Start of Excerpt provided
The blame game doesn’t work on an individual level, but it’s an essential ingredient for improving public health
Photos: Wikimedia Commons
Like ice cubes into a glass, two emails by two of my favorite bloggers clinked into my inbox almost simultaneously. Both about accountability. I almost felt privy to an argument between C. Scott McMillin and William White. Or at least at seemed that way at first.
“Who is responsible when addiction treatment doesn’t seem to work?” each blogger asked. As you’ll see, McMillin’s piece zeroes in on the personal responsibility of the user whereas White wants to talk about the responsibility of the treatment system as a whole.
I took the liberty of cutting and pasting from their individual posts to hold their ideas side-by-side. [emphasis added]
C. Scott McMillin (Whose Fault Is It, Anyway?)
- To use or drink is a personal decision. It’s very difficult for anyone else to prevent an addict from returning to use if he decides to.
- There’s the nature of addiction, which is to return to use despite the adverse consequences that follow. You could argue (and many have) that relapse is just a demonstration by the disease of its continuing influence.
- To quote George Vaillant in 1988, after reviewing the long-term findings on addiction recovery: “…to a remarkable degree, relapse to drugs is independent of conscious freewill and motivation.”
- So why play the blame game? I suspect it’s a way of avoiding the painful reality that we’re not really in control of the outcome. Not the parent, not the therapist. It makes us uncomfortable to acknowledge that degree of helplessness. Easier to pretend that somebody else could have done something different and saved the day.
- It may turn out that young Alfred Addict may someday look back on this relapse not as a tragedy but as an important step on the road to successful recovery.
William White (Personal Failure or System Failure?)
- I have advocated a stance of total personal responsibility: Recovery by any means necessary under any circumstances. That position does not alleviate the accountabilities of addiction treatment as a system of care.
- When symptoms continue or worsen following addiction treatment, it is the patient who is blamed and often punished.
- If we are going to participate in giving people a chance, then we need to make sure it is a real chance and not a set-up for what is ultimately more a system failure than a personal failure.
- We are routinely placing individuals with high problem severity, complexity and chronicity in treatment modalities whose low intensity and short duration of service offer little realistic hope for successful post-treatment recovery maintenance.
- Self-inventory, inventory disclosure and making amends have been among the essential steps of recovery within AA, NA and other 12-Step groups. Perhaps it is time for leaders of addiction treatment to conduct a similar series of steps.
Seems like they disagree, right? And for me, the synchronicity of their posts, clink-clank, reinforced that idea. But on further reflection, I don’t think they’re arguing. I think they’re talking about accountability using two distinctly different paradigms.
In fact, I think looking at these posts together illustrates the difference between an individual health paradigm and a public health paradigm by showing us that one particular approach doesn’t necessary translate across the two. That is, held next to each other, these posts demonstrate that the practice of finger pointing can hinder good health outcomes on an individual basis, but is an essential ingredient for improving public health.
McMillin is looking at an individual health outcome and, certainly, his point is well taken. It’s easy to picture 16-year old “Alfred Addict” encircled by frowning grownups, a feeling of stalemate in the air. In that case, the “blame game” may absolutely emerge from a feeling of helplessness. And the interpersonal dynamics that emerge from that “game” could delay or complicate Alfred’s recovery process. On an individual level, dissecting causal and modifying factors may not have much value.
End of Excerpt provided
Start of Data under study
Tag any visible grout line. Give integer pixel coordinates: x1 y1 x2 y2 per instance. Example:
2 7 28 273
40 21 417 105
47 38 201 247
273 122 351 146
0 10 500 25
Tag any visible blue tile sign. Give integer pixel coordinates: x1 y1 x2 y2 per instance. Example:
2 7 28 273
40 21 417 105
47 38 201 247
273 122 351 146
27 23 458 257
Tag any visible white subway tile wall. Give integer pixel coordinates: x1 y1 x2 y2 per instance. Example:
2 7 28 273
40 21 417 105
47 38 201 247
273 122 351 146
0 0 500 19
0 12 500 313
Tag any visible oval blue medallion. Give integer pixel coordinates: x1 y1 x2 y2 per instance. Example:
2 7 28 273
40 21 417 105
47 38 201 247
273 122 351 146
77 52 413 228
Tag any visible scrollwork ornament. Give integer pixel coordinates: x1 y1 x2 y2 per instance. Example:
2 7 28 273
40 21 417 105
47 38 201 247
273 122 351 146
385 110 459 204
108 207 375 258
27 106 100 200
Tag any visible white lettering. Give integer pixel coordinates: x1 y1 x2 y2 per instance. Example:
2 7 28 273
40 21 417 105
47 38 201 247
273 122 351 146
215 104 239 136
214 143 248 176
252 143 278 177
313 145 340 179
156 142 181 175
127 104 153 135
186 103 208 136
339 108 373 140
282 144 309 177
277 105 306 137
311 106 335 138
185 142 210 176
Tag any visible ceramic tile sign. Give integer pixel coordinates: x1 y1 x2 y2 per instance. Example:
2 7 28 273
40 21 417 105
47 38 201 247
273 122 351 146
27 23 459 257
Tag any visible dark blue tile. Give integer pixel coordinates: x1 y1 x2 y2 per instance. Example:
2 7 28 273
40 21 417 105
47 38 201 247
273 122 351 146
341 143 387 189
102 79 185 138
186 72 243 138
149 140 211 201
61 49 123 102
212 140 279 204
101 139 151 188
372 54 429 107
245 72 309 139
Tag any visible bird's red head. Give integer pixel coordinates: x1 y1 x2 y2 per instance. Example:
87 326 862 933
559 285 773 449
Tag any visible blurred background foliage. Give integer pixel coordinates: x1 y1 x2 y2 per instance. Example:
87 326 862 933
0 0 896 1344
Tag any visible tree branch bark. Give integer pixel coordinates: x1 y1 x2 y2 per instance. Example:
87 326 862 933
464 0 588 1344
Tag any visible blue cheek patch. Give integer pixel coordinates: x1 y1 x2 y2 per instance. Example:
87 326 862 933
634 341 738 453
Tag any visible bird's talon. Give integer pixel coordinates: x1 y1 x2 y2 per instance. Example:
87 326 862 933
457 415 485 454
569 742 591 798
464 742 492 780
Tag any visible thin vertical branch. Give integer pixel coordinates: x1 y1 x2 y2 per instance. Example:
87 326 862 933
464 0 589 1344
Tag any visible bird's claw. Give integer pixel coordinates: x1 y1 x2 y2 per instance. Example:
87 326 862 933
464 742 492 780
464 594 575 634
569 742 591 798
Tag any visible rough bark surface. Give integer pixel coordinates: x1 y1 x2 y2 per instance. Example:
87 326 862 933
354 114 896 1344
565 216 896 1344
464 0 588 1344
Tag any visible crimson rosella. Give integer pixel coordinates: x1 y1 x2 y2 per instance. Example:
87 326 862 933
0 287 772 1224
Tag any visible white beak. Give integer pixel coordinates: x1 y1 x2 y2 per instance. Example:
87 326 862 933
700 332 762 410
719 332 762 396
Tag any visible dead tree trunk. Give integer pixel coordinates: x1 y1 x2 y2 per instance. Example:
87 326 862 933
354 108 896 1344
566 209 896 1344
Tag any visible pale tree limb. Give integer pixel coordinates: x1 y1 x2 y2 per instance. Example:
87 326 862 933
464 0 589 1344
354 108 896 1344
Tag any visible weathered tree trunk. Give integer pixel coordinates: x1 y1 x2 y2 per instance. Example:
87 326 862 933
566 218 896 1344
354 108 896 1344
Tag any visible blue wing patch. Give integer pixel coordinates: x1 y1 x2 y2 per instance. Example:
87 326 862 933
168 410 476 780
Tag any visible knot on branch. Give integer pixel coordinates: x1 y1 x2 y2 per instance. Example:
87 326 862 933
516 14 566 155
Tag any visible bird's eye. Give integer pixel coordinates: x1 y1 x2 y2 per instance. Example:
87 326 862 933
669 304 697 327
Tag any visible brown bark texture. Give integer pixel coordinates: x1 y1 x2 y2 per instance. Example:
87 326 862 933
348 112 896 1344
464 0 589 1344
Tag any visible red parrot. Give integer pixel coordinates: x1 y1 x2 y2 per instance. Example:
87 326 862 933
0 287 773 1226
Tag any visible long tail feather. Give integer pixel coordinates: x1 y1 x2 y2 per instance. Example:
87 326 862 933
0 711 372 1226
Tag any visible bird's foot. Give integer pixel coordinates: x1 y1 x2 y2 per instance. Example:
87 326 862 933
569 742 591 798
End of Data under study
● What you are asked to do: Please repeat the part of the article on blame in addiction treatment from "- It may turn" up to and including "system of care.", word for word. The records come from a separate source.

● Answer:
- It may turn out that young Alfred Addict may someday look back on this relapse not as a tragedy but as an important step on the road to successful recovery.
William White (Personal Failure or System Failure?)
- I have advocated a stance of total personal responsibility: Recovery by any means necessary under any circumstances. That position does not alleviate the accountabilities of addiction treatment as a system of care.